___ Given information

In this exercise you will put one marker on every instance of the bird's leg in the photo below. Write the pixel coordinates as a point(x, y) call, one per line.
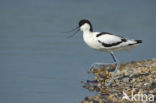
point(116, 69)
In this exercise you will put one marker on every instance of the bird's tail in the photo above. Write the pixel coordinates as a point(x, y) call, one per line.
point(138, 41)
point(133, 42)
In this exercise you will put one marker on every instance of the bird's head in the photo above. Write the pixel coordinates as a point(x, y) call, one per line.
point(85, 25)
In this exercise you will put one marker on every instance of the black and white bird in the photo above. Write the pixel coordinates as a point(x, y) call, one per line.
point(105, 42)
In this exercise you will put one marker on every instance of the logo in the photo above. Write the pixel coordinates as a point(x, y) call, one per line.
point(138, 97)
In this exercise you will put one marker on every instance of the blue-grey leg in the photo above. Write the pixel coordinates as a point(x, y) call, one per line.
point(116, 69)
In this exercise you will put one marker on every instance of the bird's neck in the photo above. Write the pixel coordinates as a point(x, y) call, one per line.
point(87, 34)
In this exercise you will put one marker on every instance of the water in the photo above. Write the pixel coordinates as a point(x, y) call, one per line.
point(39, 65)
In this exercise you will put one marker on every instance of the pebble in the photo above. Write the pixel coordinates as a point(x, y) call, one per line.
point(138, 76)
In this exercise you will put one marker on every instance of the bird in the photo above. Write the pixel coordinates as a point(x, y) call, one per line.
point(105, 42)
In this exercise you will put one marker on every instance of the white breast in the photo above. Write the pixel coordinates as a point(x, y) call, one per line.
point(91, 41)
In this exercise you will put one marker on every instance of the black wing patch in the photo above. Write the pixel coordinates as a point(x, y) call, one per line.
point(102, 33)
point(112, 44)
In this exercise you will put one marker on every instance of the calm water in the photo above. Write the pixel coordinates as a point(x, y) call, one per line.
point(39, 65)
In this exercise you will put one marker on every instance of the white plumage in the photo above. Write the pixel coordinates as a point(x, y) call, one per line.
point(106, 42)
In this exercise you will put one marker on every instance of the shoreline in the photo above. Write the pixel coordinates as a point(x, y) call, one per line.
point(136, 78)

______

§ **Work to complete**
Wherever the listing shows a picture, omit it and output the rest exactly as given.

§ **Expected answer**
In this exercise you will put one marker on every instance of the bird's leg in the photo below. Write the pixel coordinates as a point(x, y) call, one per line.
point(116, 69)
In this exercise you will put one marker on every instance of the bird's tail in the photo above. Write the pixel coordinates as a point(x, y) call, one per line.
point(138, 41)
point(133, 42)
In this exercise you will put one marker on every instance of the bird's head in the photo above. Write the pixel coordinates as a point(x, y) call, one per line.
point(85, 25)
In this exercise you will put one marker on every instance of the black and white bird in the photo above. Write the pixel coordinates as a point(x, y) call, one per line.
point(105, 42)
In this exercise you will put one marker on every instance of the logo in the photo above. Write the pixel coordinates as a point(x, y) call, one per line.
point(138, 97)
In this exercise you will put one marker on every instance of the blue-grey leg in the photo above. Write the pixel coordinates as a point(x, y) call, one per line.
point(116, 69)
In this exercise you will put one marker on every instance of the bird's neck in the photo above. Write the pixel coordinates as a point(x, y) call, one per line.
point(87, 34)
In this exercise you will put one marker on every instance of the water in the photo above. Write the pixel coordinates as a point(x, y) call, one per line.
point(39, 65)
In this exercise you will put one marker on every instance of the pebble in the photo above. Write the pixel coordinates as a point(x, y) call, one per line.
point(138, 76)
In this exercise you will put one marker on every instance of the bird in the photo above. Write the pixel coordinates as a point(x, y) call, one per line.
point(105, 42)
In this exercise you will put one marker on every instance of the white breast in the photo above. Write the pixel coordinates as a point(x, y) call, one per line.
point(91, 41)
In this exercise you will put one marker on every instance of the black wing patch in the photo above. Write the pixel coordinates as a point(x, y) call, one per line.
point(102, 33)
point(112, 44)
In this exercise you will put one marker on every instance of the calm water in the photo above. Write the pixel coordinates as a point(x, y) call, one per line.
point(39, 65)
In this exercise you will put one marker on every instance of the white plumage in the photo above. Write the pixel coordinates as a point(x, y) call, one per line.
point(106, 42)
In this exercise you will put one marker on every instance of the shoreline in the photo above. Write the pixel coordinates as a point(x, y) call, one per line.
point(136, 78)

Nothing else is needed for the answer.